## GIVEN REQUEST:
The required result is the exact run of lines beginning at the one containing "Note: mark the shallow" and ending at the last line of the entries.
------------------------------
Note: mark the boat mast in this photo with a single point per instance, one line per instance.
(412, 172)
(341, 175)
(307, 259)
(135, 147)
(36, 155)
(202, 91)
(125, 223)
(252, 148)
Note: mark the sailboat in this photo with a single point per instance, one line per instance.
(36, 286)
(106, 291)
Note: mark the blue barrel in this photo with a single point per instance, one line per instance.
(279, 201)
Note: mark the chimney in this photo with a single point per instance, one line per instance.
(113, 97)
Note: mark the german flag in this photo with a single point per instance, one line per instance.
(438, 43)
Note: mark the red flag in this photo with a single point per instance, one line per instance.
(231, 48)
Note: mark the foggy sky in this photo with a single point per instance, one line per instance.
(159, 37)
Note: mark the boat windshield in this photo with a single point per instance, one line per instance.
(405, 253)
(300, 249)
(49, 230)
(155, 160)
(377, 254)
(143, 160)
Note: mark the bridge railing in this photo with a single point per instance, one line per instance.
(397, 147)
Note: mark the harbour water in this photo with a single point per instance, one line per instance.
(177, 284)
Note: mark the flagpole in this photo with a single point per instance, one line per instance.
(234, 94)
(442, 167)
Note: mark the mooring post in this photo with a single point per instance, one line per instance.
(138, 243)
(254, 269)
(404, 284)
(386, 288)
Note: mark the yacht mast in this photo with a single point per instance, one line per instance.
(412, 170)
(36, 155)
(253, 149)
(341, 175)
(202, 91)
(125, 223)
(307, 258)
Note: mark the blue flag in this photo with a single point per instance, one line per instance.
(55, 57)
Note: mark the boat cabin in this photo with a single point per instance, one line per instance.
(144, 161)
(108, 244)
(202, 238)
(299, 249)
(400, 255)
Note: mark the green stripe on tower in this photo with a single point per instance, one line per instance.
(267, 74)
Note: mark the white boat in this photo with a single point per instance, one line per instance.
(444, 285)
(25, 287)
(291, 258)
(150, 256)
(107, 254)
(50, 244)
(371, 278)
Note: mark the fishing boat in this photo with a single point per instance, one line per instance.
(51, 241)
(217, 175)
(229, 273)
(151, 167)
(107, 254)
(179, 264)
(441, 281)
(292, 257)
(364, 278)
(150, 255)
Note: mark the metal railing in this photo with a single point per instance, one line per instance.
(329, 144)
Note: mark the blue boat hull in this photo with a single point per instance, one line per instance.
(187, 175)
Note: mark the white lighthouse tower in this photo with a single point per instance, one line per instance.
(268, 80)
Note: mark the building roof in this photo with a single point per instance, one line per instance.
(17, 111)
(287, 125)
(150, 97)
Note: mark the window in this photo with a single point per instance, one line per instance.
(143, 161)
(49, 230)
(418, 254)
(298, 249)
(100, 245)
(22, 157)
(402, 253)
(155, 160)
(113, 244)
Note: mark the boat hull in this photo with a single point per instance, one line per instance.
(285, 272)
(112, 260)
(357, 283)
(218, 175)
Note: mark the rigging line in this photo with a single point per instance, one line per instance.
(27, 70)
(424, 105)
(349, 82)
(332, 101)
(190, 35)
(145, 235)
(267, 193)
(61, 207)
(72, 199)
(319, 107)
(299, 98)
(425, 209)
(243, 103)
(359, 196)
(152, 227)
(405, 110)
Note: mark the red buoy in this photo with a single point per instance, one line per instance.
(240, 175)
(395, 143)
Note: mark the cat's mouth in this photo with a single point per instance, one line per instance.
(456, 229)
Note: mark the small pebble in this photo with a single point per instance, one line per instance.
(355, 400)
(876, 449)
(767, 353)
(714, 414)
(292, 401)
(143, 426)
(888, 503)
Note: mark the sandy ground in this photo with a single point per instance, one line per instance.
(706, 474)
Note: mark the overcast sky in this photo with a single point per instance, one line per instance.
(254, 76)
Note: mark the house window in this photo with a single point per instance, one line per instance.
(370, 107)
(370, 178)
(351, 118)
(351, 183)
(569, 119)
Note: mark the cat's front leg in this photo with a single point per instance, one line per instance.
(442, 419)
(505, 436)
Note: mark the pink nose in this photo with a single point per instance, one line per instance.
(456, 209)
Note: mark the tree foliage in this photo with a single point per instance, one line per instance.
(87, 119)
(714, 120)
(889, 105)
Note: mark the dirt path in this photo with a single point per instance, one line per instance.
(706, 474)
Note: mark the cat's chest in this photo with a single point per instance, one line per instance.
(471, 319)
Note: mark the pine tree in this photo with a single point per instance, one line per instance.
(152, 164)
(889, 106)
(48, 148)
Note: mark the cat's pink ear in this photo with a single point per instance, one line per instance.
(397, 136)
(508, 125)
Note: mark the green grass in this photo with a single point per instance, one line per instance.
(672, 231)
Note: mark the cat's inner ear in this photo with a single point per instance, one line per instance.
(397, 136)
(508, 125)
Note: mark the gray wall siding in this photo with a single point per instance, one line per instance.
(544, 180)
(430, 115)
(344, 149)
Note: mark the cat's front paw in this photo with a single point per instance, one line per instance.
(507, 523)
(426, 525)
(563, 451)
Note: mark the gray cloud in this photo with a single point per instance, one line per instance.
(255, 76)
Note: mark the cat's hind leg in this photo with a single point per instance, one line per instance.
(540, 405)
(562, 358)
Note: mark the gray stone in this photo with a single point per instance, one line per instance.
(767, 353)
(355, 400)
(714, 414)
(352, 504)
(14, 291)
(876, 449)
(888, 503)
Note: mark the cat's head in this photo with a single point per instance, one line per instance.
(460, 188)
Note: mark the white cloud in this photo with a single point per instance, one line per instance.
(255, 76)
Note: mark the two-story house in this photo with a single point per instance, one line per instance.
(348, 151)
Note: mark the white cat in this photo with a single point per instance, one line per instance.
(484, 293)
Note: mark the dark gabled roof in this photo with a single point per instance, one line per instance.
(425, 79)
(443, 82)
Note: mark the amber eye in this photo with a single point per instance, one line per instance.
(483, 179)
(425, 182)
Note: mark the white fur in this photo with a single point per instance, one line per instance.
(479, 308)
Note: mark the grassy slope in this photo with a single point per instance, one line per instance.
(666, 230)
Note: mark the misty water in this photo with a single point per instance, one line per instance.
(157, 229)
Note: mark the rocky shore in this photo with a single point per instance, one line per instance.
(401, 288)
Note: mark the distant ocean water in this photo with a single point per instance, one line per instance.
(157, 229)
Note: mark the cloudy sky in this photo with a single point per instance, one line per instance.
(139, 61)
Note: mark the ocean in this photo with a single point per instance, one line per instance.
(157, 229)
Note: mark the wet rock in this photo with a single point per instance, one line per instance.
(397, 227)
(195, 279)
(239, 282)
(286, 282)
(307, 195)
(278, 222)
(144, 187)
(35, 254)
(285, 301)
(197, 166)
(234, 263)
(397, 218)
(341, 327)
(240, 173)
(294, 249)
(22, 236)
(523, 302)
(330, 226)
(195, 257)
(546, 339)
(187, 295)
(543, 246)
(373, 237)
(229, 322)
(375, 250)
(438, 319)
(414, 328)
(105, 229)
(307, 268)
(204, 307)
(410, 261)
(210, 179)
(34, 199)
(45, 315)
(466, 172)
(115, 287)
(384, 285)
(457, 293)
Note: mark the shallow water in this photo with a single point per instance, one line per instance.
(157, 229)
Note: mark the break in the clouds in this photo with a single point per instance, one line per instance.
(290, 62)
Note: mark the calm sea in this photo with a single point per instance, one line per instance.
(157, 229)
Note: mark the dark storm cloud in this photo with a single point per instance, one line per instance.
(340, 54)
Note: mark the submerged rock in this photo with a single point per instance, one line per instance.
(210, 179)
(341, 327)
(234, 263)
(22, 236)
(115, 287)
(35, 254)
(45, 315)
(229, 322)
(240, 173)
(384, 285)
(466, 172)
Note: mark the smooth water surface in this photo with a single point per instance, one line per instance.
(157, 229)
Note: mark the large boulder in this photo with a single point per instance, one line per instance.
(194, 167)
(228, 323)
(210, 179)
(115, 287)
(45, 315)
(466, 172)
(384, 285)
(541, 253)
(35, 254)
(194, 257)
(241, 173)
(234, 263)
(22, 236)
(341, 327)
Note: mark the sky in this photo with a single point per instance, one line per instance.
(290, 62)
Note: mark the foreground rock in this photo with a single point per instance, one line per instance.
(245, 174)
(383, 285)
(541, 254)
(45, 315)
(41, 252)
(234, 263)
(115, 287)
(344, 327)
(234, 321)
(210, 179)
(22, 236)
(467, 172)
------------------------------
## THE RESPONSE:
Note: mark the shallow water in this photo with a single point per instance, one line per instance.
(157, 229)
Note: mark the break in the clouds in this photo with a single point per instance, one line per instance.
(290, 62)
Note: mark the calm sea in this photo with a single point per instance, one line per instance.
(157, 229)
Note: mark the dark storm cloud in this photo with a single point per instance, one line per instance.
(340, 54)
Note: mark the submerged rock in this photo with a single point per instance, one line per instance.
(210, 179)
(341, 327)
(234, 263)
(22, 236)
(115, 287)
(35, 254)
(45, 315)
(229, 322)
(240, 173)
(384, 285)
(466, 172)
Note: mark the smooth water surface in this photo with a single point per instance, one line per instance.
(157, 229)
Note: mark the large boulder in this photo with a single point per instance, one line per instance.
(194, 167)
(228, 323)
(210, 179)
(115, 287)
(45, 315)
(466, 172)
(384, 285)
(541, 253)
(35, 254)
(194, 257)
(241, 173)
(234, 263)
(22, 236)
(341, 327)
Note: mark the sky in this photo with a single point per instance, one line per instance.
(290, 62)
Note: mark the foreground rock in this photo with a single point per instance, one line per instance.
(245, 174)
(383, 285)
(541, 254)
(45, 315)
(41, 252)
(234, 263)
(115, 287)
(344, 327)
(234, 321)
(210, 179)
(22, 236)
(467, 172)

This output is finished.